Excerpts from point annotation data
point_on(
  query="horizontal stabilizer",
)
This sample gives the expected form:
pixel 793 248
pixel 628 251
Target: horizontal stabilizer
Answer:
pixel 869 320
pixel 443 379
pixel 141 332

GOAL -
Report how many lines of the rows above contain the word "horizontal", counting only matches with the same case. Reply with the number alone.

SOLUTION -
2